[ENTRIES PROVIDED]
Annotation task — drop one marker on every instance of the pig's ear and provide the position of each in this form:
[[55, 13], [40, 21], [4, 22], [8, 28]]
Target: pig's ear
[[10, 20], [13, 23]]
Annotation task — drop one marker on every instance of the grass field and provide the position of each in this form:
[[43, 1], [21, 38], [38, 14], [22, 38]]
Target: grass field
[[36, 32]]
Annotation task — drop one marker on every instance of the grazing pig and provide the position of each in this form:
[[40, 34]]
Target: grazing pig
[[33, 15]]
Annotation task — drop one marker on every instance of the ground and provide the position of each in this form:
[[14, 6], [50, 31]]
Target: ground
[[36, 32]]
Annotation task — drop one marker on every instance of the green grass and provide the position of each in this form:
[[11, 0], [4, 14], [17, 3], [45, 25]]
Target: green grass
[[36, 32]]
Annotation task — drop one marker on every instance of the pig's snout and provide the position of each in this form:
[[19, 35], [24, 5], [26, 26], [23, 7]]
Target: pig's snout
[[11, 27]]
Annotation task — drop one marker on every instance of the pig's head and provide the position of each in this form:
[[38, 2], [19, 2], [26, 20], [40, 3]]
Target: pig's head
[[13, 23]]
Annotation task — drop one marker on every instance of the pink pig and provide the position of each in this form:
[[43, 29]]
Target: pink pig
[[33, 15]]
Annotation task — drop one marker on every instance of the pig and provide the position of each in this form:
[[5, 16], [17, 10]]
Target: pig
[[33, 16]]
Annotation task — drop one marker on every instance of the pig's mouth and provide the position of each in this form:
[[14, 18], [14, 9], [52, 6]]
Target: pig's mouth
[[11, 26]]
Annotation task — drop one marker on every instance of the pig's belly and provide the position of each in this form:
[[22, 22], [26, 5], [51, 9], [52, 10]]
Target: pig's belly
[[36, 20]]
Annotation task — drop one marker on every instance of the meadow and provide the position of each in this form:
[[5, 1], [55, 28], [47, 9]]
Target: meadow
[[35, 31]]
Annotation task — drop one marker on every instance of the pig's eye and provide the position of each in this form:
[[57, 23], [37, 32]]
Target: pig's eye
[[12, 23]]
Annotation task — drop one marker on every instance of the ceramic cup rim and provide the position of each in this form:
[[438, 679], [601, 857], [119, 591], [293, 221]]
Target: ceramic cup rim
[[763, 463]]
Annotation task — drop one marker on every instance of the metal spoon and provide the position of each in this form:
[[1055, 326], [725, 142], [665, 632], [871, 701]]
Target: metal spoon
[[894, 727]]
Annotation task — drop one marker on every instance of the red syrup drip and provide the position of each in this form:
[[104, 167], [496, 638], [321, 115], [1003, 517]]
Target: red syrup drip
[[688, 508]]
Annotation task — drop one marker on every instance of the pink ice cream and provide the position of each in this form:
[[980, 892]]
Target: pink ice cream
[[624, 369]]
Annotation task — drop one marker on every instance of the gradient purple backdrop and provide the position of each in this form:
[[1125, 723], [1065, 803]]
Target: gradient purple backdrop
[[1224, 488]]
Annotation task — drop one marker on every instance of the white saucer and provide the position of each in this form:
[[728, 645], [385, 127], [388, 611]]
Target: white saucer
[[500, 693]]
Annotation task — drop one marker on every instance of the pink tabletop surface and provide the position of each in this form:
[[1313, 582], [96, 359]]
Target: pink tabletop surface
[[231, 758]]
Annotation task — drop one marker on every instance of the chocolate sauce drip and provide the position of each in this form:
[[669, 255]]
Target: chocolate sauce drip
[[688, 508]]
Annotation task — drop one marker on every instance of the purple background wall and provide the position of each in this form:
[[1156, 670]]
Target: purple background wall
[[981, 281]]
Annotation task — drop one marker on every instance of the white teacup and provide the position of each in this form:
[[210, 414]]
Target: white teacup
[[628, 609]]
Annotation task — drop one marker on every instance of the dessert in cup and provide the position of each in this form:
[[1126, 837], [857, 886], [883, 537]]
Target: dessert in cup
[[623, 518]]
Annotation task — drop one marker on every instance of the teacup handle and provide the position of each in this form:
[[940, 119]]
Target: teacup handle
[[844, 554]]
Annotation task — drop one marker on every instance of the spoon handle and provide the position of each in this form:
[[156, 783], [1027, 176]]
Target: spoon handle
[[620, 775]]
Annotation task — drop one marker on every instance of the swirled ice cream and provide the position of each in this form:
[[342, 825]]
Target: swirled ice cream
[/ENTRIES PROVIDED]
EXERCISE AIM: Return each line of the data above that includes the word "swirled".

RESULT OF THE EXERCISE:
Annotation task — drop one marker on every instance of the swirled ice cream and provide the position of each in this form:
Target: swirled ice cream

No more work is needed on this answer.